__ABOUT THIS TASK__:
A verbatim copy of the line containing "Spot the plastic" and all lines after it, up to and including the final line of the records, is the only acceptable output.
____
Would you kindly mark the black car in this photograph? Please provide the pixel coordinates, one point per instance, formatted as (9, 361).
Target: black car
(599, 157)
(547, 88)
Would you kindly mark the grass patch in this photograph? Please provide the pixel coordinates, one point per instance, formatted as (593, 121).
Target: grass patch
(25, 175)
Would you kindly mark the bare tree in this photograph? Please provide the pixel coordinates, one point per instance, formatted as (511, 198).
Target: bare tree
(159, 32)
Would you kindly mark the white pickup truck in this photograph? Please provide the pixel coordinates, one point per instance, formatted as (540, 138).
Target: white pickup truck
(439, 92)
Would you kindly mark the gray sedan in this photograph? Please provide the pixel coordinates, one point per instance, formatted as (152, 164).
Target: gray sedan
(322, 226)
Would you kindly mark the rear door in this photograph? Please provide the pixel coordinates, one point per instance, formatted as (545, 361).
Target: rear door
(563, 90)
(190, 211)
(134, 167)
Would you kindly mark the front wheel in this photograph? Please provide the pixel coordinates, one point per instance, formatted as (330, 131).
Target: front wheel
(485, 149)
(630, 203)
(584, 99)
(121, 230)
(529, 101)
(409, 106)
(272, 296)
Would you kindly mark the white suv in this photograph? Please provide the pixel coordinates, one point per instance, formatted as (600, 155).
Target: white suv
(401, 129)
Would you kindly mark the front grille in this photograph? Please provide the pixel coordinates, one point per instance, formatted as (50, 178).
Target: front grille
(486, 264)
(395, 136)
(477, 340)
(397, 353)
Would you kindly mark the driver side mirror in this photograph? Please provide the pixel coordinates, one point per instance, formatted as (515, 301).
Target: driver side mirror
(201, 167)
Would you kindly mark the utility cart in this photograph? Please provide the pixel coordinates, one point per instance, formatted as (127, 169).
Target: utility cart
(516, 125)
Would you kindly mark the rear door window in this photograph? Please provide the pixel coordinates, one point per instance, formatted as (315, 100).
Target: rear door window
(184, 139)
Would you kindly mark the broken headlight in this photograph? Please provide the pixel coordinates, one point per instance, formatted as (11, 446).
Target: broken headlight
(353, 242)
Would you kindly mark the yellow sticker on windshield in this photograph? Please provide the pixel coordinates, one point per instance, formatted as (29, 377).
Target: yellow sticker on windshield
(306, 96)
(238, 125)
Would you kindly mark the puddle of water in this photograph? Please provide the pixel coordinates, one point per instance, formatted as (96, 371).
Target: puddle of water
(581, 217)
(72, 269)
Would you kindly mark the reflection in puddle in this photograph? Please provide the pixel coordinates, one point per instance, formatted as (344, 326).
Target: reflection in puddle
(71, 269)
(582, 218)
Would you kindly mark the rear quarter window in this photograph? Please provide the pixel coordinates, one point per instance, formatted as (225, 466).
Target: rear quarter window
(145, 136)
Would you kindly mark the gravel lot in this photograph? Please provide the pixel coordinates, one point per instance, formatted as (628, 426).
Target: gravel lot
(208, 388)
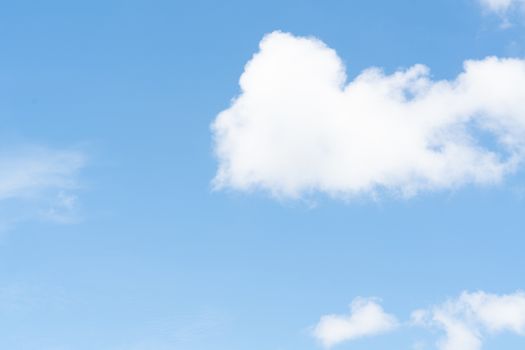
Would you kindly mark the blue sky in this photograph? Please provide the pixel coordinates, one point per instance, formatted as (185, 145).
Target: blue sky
(114, 234)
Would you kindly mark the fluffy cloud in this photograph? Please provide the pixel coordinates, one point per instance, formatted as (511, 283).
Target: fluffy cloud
(466, 319)
(366, 318)
(37, 182)
(299, 127)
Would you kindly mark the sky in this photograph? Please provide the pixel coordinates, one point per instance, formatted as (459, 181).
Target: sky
(277, 175)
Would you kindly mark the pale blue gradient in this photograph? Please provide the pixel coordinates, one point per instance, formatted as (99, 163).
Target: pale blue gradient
(160, 261)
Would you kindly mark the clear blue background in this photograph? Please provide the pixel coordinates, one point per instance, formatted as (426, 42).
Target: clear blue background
(160, 261)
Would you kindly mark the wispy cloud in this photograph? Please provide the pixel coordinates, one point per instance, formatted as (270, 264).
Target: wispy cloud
(39, 183)
(366, 318)
(465, 320)
(298, 127)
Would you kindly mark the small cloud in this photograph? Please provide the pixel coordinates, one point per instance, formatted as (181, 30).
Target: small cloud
(366, 318)
(38, 182)
(503, 8)
(466, 319)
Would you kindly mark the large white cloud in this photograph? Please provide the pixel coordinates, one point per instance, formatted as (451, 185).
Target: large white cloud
(468, 318)
(366, 318)
(298, 126)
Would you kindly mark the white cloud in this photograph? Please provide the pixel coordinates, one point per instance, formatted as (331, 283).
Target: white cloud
(468, 318)
(37, 182)
(366, 318)
(501, 6)
(465, 320)
(298, 127)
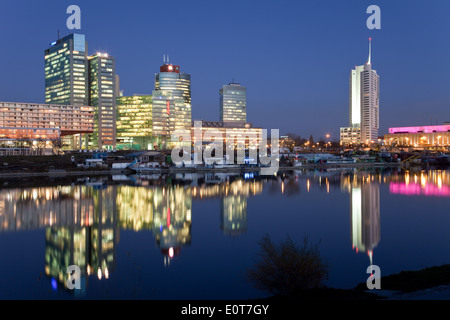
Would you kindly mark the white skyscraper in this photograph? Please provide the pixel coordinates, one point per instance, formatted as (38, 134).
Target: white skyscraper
(364, 120)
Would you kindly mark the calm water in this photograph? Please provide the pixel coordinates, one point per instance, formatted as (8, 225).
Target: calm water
(194, 236)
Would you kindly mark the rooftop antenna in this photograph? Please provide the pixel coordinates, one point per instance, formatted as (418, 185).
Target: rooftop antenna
(370, 52)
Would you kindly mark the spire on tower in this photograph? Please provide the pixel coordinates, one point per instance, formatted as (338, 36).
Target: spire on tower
(370, 52)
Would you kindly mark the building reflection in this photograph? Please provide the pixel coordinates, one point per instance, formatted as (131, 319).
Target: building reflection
(82, 222)
(435, 183)
(364, 190)
(89, 243)
(233, 215)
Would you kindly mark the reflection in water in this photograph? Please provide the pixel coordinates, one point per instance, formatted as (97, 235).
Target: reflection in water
(365, 217)
(82, 223)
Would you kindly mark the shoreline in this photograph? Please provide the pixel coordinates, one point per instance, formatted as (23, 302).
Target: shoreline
(63, 173)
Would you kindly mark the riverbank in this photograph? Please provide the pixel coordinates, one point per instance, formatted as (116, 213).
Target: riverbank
(427, 284)
(27, 172)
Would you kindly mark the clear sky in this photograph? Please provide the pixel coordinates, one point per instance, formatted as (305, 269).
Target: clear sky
(294, 56)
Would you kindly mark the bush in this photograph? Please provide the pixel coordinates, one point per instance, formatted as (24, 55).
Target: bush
(286, 269)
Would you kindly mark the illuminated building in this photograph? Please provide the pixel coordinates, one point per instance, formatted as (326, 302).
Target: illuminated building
(242, 133)
(424, 136)
(30, 122)
(171, 103)
(350, 136)
(233, 103)
(66, 71)
(135, 122)
(364, 121)
(434, 183)
(102, 95)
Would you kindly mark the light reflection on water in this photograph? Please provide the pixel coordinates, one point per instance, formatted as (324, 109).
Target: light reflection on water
(86, 223)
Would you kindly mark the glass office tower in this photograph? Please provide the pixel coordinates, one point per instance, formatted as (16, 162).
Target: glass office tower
(171, 104)
(134, 122)
(233, 103)
(102, 95)
(66, 71)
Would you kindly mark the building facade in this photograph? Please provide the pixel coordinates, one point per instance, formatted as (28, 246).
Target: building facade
(66, 71)
(135, 122)
(364, 105)
(233, 103)
(30, 122)
(171, 104)
(243, 134)
(419, 137)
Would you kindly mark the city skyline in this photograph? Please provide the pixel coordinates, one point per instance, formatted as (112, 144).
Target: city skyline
(334, 47)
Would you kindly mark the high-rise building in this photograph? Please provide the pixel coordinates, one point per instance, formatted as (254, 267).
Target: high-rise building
(171, 104)
(102, 95)
(134, 122)
(233, 103)
(66, 71)
(364, 118)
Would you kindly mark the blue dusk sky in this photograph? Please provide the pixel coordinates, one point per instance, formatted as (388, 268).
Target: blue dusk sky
(294, 56)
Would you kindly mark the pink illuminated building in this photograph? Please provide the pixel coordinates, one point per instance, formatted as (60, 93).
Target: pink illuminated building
(421, 136)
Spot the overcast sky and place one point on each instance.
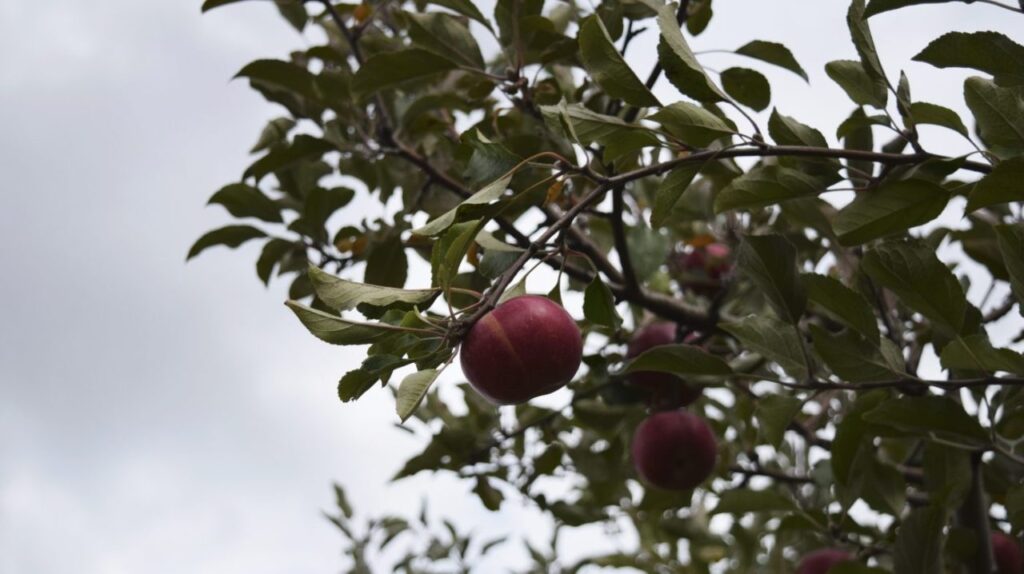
(163, 417)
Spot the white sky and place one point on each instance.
(162, 417)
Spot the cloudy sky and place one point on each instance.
(157, 416)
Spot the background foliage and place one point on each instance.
(552, 150)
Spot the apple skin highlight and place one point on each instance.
(526, 347)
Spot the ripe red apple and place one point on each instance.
(665, 391)
(526, 347)
(1009, 559)
(701, 268)
(674, 449)
(712, 259)
(819, 562)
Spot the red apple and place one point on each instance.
(526, 347)
(704, 267)
(1009, 559)
(665, 391)
(820, 562)
(674, 449)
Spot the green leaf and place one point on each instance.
(355, 383)
(924, 113)
(864, 43)
(766, 185)
(681, 360)
(342, 295)
(388, 70)
(1015, 505)
(851, 433)
(211, 4)
(772, 52)
(999, 114)
(607, 68)
(450, 250)
(648, 249)
(301, 148)
(786, 131)
(912, 271)
(412, 390)
(586, 126)
(672, 191)
(893, 208)
(681, 67)
(445, 36)
(861, 88)
(335, 329)
(990, 52)
(284, 75)
(879, 6)
(975, 352)
(692, 124)
(488, 193)
(599, 305)
(1012, 247)
(920, 541)
(947, 474)
(846, 304)
(930, 415)
(231, 235)
(774, 340)
(320, 206)
(741, 500)
(770, 261)
(852, 357)
(1003, 185)
(509, 15)
(489, 160)
(245, 201)
(774, 412)
(464, 7)
(748, 87)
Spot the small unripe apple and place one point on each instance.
(664, 390)
(1009, 559)
(674, 450)
(526, 347)
(819, 562)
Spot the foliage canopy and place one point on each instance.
(500, 142)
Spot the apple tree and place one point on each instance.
(764, 352)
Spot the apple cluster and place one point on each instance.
(701, 269)
(529, 346)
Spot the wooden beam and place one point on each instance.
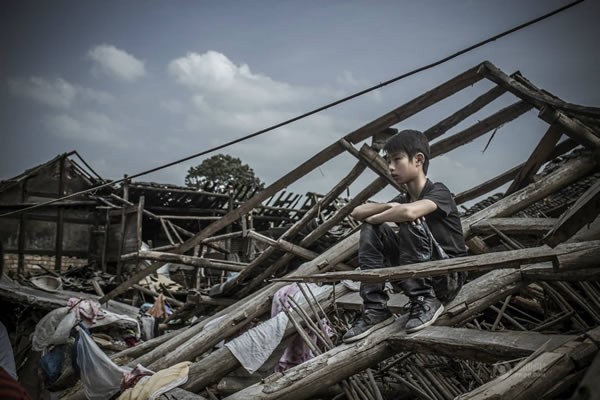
(572, 171)
(483, 262)
(220, 362)
(232, 284)
(185, 260)
(151, 292)
(199, 338)
(60, 223)
(472, 344)
(443, 126)
(480, 128)
(572, 127)
(372, 159)
(509, 175)
(533, 226)
(584, 211)
(345, 360)
(516, 85)
(393, 117)
(313, 236)
(538, 373)
(539, 155)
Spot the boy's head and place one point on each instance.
(411, 142)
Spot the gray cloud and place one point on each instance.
(56, 93)
(116, 63)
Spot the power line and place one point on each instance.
(307, 114)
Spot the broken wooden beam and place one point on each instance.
(539, 372)
(507, 176)
(572, 127)
(443, 126)
(573, 170)
(374, 187)
(584, 211)
(290, 247)
(198, 338)
(150, 292)
(393, 117)
(185, 260)
(345, 360)
(539, 155)
(220, 362)
(525, 90)
(471, 133)
(252, 269)
(472, 344)
(529, 226)
(502, 259)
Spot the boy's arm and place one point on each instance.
(368, 209)
(402, 212)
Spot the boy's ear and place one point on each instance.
(420, 158)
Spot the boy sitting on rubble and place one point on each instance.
(429, 227)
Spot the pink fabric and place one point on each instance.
(132, 377)
(297, 351)
(86, 310)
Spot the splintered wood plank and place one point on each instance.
(584, 211)
(515, 225)
(186, 260)
(507, 176)
(572, 171)
(503, 259)
(443, 126)
(474, 344)
(539, 372)
(473, 132)
(305, 380)
(539, 155)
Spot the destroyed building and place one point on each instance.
(525, 324)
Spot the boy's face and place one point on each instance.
(402, 168)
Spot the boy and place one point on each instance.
(426, 210)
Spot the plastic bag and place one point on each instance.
(101, 377)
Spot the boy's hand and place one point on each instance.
(418, 221)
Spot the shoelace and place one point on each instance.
(416, 306)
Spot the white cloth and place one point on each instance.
(7, 357)
(55, 327)
(256, 345)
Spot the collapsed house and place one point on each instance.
(526, 322)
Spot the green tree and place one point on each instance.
(220, 171)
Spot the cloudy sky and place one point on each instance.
(136, 84)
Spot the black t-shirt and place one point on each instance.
(444, 222)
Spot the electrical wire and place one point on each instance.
(307, 114)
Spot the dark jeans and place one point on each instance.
(380, 246)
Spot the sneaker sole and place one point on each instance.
(383, 323)
(426, 324)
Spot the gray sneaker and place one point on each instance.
____
__RESULT OF THIS TASK__:
Spot the plastic bag and place one point on each instance.
(101, 377)
Spot the boy's hand and place one point on each instance.
(418, 221)
Spot the shoelace and place one point on each instance.
(416, 306)
Spot the white cloth and place one point on each instance.
(7, 357)
(55, 327)
(256, 345)
Spot the collapsed house and place one point on each instance.
(526, 322)
Spot the green tree and place one point on each instance.
(220, 171)
Spot the cloudy sky and place one point on each instance.
(136, 84)
Spot the black t-shirt and place one point on each instance.
(444, 222)
Spot the electrical wire and place one point on each instance.
(307, 114)
Spot the dark jeans and place one point on each instance.
(380, 246)
Spot the sneaker sole and place one point on each instance.
(383, 323)
(426, 324)
Spot the gray sneaker and place one point on each instance.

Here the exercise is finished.